» **Exercise description**
Count the lines in the records that contain the string "give", where case matters, and reply with only the number.

Extracted data entries:
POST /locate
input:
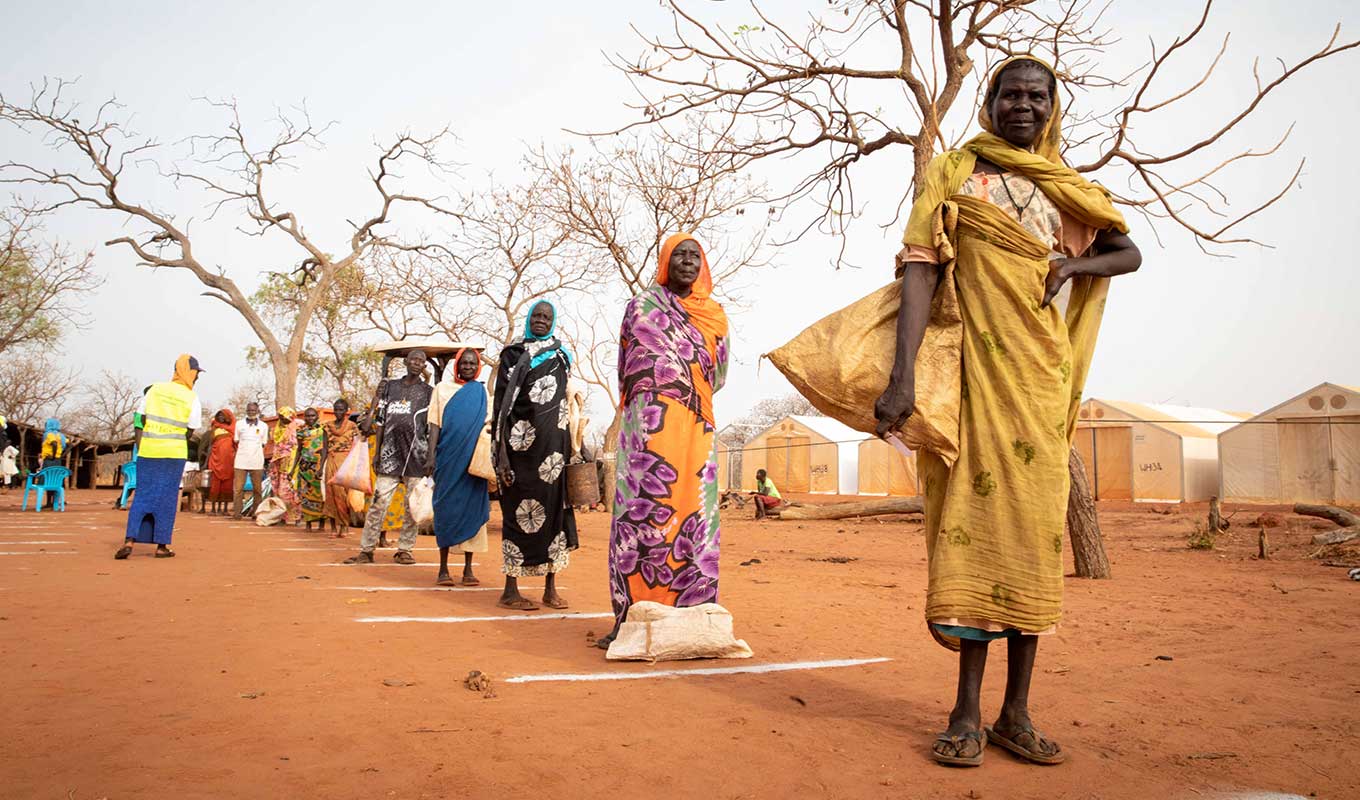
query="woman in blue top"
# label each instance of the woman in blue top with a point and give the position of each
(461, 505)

* * *

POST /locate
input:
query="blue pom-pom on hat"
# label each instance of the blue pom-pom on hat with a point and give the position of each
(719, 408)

» **Finished exercise**
2